**TASK OBJECTIVE:** Please swap "keypoint" for "marker" in the entries starting at the line containing "Guideline: the keypoint for each instance of the green outfield" and ending at the final entry, and give those lines again with nothing else changed.

[Recorded data]
+++

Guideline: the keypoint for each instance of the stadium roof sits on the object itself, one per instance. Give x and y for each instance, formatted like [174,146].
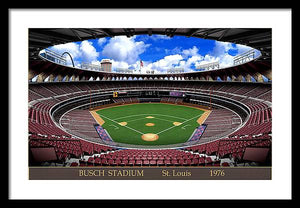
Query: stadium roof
[258,38]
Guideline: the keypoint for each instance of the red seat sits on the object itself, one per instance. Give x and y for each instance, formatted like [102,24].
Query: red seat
[153,162]
[146,162]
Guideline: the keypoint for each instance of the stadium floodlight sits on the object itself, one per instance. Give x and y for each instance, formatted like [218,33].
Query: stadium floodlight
[209,66]
[244,57]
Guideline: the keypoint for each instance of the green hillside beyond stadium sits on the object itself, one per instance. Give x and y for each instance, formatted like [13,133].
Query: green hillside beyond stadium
[150,123]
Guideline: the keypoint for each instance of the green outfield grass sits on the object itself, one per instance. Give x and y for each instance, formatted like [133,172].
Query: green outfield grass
[127,123]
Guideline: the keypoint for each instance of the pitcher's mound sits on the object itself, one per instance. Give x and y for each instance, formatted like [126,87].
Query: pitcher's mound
[150,137]
[150,124]
[176,123]
[123,123]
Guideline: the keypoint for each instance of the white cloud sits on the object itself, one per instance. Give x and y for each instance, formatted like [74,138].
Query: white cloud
[101,41]
[167,62]
[88,51]
[124,49]
[190,52]
[83,52]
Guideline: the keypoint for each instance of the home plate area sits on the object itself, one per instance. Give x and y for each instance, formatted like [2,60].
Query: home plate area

+++

**EXERCISE SOLUTION:**
Guideline: the marker for each instance of the green outfield grass sits on the object itself, one per instance. Give x and y for each instance, formatted like [133,172].
Query: green outfield grass
[127,123]
Guideline: the marker for each instance of the pitcher's mound sits on the object itself, one per instance. Give x and y for each instance, formatted like [126,87].
Query: pitcher's mound
[150,137]
[150,124]
[176,123]
[123,123]
Guideline: the marker for each instance of the white cloud sits on the object itself, one per instance. Give x and y for each instance, formatted like [74,138].
Query: white cloud
[101,41]
[167,62]
[88,51]
[124,49]
[190,52]
[83,52]
Guideline: the marker for each instance of the home plate area sits on the object itself, one per instance. Give x and y for each instance, formatted like [2,60].
Query: home plate area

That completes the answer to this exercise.